And the state with the largest increase in teen pregnancy is …

Surprise! It’s Alaska, home of that stalwart supporter of abstinence only education, Sarah Palin, and her daughter Bristol, a teen who became pregnant outside of marriage. That startling bit of information is was included in CDC statistics that formed the basis for a new review calling attention to a worrisome development. After years of dropping steadily, the teen pregnancy rate has plateaued and begun to rise.

According to a report from the Guttmacher Institute, U.S. Teenage Pregnancies, Births and Abortions: National and State Trends and Trends by Race and Ethnicity:

In 2005, the U.S. teenage pregnancy rate reached its lowest point in more than 30 years (69.5), down 41% since its peak in 1990 (116.9). However, in 2006, the rate increased for the first time in more than a decade, rising 3%…

… [F]or the first time since the early 1990s, overall rates of pregnancy and birth—and, to a lesser extent, rates of abortion—among teenagers and young women increased from 2005 to 2006. It is too soon to tell whether this reversal is simply a short-term fluctuation, a more lasting stabilization or the beginning of a longer-term increase. Preliminary data on births for 2007 show a further increase in the birthrate among all women, including teenagers …

Twenty-eight states had statistically significant changes in teen pregnancy rates, 22 states had increases in teen pregnancy rates, while 4 had decreases. Alaska had the largest increase, the teen pregnancy rate rising a startling 19%. It holds the dubious distinction of beating out traditional leader Mississippi, which experienced an increased rate of teen pregnancy of 13%.

══════

**Actions to take**
A: Rewrite the stretch of the teen pregnancy passage from "And the state" through "begun to rise.", replacing "stalwart" with "steadfast".
B: Continue the teen pregnancy passage from its last sentence onward.

Dataset entries
══════

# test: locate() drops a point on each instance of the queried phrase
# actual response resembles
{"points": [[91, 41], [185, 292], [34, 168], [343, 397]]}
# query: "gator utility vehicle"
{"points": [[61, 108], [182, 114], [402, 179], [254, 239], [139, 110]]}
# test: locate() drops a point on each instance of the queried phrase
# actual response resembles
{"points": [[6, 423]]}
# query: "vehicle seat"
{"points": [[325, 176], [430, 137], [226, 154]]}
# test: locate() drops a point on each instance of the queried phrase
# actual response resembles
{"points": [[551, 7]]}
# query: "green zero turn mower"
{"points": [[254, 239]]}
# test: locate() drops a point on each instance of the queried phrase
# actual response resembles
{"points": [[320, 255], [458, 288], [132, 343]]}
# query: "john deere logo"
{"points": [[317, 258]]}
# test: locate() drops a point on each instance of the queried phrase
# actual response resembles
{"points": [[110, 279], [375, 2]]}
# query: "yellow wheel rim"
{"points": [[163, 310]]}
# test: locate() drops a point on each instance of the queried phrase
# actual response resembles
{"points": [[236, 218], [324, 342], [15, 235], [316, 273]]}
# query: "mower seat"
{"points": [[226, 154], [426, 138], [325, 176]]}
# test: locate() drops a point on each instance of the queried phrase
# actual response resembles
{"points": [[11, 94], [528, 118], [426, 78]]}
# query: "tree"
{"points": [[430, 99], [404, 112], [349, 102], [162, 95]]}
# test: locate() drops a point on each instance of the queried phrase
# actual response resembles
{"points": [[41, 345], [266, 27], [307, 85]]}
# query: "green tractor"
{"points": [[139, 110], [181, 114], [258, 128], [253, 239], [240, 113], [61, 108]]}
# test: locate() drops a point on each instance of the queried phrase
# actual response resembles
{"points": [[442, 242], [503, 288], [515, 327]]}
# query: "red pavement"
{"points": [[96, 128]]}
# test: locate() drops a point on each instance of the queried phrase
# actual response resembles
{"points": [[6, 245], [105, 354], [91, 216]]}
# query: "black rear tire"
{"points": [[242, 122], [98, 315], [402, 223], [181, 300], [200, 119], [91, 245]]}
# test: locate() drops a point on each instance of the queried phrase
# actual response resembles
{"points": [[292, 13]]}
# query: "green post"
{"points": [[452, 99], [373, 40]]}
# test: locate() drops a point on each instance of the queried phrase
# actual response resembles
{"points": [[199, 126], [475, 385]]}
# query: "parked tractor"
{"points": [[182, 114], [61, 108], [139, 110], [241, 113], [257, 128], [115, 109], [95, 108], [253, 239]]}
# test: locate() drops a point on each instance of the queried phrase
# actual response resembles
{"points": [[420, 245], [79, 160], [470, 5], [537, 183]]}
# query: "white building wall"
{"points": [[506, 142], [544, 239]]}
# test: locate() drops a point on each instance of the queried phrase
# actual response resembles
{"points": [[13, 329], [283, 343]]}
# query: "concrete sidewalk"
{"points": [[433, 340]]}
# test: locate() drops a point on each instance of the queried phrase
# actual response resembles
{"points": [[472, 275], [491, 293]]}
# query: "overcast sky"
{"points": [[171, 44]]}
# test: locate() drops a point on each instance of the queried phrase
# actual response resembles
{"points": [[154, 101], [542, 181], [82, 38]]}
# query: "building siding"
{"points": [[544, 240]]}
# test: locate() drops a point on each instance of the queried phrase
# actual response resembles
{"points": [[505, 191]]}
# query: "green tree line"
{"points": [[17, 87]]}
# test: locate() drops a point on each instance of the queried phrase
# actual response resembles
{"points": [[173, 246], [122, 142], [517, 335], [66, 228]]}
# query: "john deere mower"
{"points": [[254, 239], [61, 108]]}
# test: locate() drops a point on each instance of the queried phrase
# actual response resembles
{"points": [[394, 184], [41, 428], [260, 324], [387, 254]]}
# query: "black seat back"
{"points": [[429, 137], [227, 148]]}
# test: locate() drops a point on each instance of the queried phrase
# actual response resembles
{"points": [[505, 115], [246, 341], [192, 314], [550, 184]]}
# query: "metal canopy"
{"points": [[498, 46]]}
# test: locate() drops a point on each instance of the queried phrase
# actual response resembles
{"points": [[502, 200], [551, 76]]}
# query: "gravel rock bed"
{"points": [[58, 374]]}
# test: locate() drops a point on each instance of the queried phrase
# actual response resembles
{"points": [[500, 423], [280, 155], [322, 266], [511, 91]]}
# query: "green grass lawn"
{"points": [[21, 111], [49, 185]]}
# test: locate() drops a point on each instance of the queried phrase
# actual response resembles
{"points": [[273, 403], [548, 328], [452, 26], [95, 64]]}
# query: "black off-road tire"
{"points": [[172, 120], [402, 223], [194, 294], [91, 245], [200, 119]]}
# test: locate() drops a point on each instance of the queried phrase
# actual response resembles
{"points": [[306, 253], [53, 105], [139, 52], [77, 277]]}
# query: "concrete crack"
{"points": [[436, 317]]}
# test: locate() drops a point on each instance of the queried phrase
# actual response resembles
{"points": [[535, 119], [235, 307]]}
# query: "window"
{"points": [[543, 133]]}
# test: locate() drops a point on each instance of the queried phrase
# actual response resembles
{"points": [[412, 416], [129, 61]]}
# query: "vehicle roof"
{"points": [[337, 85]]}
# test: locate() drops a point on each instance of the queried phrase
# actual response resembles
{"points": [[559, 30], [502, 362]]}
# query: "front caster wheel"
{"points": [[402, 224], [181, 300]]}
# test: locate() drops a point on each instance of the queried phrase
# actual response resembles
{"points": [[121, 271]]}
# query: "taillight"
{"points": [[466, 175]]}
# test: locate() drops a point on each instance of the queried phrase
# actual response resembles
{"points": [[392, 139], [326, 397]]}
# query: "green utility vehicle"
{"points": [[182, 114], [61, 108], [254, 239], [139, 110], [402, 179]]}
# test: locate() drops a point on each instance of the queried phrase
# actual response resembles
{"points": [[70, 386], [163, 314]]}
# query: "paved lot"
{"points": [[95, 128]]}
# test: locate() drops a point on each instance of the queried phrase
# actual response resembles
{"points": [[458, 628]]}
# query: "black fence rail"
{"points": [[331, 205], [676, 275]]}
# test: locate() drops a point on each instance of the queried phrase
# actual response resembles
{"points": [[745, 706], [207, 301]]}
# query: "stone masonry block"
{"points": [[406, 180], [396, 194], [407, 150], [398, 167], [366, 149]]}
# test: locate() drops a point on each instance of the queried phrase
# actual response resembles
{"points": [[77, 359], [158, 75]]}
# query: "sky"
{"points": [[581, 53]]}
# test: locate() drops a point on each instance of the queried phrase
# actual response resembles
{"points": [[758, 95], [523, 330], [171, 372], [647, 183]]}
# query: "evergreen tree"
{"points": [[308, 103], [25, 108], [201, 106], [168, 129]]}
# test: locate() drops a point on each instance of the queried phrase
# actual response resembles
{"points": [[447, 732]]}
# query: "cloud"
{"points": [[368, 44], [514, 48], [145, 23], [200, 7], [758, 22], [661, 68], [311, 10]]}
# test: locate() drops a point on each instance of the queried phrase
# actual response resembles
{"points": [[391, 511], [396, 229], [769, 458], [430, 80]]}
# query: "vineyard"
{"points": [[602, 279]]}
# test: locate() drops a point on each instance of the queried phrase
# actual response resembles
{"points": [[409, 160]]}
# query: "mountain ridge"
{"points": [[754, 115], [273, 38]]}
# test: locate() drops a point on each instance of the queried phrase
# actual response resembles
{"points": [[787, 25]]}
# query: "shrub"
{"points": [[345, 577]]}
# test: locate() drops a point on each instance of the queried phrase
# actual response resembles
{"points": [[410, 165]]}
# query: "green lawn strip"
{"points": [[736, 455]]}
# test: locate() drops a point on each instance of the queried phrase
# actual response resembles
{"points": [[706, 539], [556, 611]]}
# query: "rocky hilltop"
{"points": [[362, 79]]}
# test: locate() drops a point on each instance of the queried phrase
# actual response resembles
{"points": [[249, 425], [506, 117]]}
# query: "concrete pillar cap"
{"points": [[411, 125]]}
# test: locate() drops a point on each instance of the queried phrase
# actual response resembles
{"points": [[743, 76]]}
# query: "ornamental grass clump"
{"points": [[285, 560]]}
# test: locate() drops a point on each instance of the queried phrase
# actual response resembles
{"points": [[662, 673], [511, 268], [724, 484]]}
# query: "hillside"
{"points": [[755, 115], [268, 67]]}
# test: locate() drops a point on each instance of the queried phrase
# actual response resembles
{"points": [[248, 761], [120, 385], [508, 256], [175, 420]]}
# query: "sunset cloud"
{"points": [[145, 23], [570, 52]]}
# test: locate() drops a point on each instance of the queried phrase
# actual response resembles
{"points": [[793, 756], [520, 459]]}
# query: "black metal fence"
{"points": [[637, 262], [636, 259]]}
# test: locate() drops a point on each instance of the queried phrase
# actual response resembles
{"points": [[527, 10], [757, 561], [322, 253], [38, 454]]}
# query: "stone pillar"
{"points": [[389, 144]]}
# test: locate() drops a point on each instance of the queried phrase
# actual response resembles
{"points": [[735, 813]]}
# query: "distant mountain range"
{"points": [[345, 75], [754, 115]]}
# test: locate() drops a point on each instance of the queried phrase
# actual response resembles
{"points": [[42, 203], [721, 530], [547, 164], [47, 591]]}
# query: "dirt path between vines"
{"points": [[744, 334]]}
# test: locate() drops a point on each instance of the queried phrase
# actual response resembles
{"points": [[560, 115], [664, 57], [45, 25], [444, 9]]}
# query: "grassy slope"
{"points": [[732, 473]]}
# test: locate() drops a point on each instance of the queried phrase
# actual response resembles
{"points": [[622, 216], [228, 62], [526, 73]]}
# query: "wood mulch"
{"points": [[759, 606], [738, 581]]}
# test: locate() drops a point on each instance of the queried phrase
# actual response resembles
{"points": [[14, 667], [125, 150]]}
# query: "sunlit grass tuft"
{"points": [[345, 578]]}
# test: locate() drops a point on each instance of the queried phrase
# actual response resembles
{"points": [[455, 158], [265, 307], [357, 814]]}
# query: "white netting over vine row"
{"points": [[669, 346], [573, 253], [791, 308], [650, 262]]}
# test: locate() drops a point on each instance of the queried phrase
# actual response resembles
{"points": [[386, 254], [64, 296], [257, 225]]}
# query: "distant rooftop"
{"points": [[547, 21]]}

══════

**Outputs by task**
A:
And the state with the largest increase in teen pregnancy is …

Surprise! It’s Alaska, home of that steadfast supporter of abstinence only education, Sarah Palin, and her daughter Bristol, a teen who became pregnant outside of marriage. That startling bit of information is was included in CDC statistics that formed the basis for a new review calling attention to a worrisome development. After years of dropping steadily, the teen pregnancy rate has plateaued and begun to rise.

B:
Opponents of abstinence only education were quick to suggest that such programs are to blame:

“One of the nation’s shining success stories of the past two decades is in danger of unraveling,” said Sarah Brown of the National Campaign to Prevent Teen and Unplanned Pregnancy. “Clearly, the nation’s collective efforts to convince teens to postpone childbearing must be more creative and more intense, and they must begin today.”

But the increase is hardly an endorsement of values neutral, fact based sex education. Even, Heather Boonstra, Guttmacher’s senior public policy associate, acknowledges that:

… the reasons for the increase are probably complex and multifold. “We’ve been seeing declines in contraceptive use,” she says, probably at least in part because of complacency about the HIV virus that fueled a rise in condom use among teens in the 1990s. She also says teen pregnancy seems to be more acceptable in many American towns and cities as teens flock to blockbuster movies like Juno (which positively portrays a pregnant teen) and see pregnant peers in their classes, something that was rare several decades ago.

The data indicate that both intended and unintended teen pregnancies rose:

The teenage birthrate in 2006 was 41.9 births per 1,000 women. This was 32% lower than the peak rate of 61.8, reached in 1991, but 4% higher than in 2005.

The 2006 teenage abortion rate was 19.3 abortions per 1,000 women. This figure was 56% lower than its peak in 1988, but 1% higher than the 2005 rate.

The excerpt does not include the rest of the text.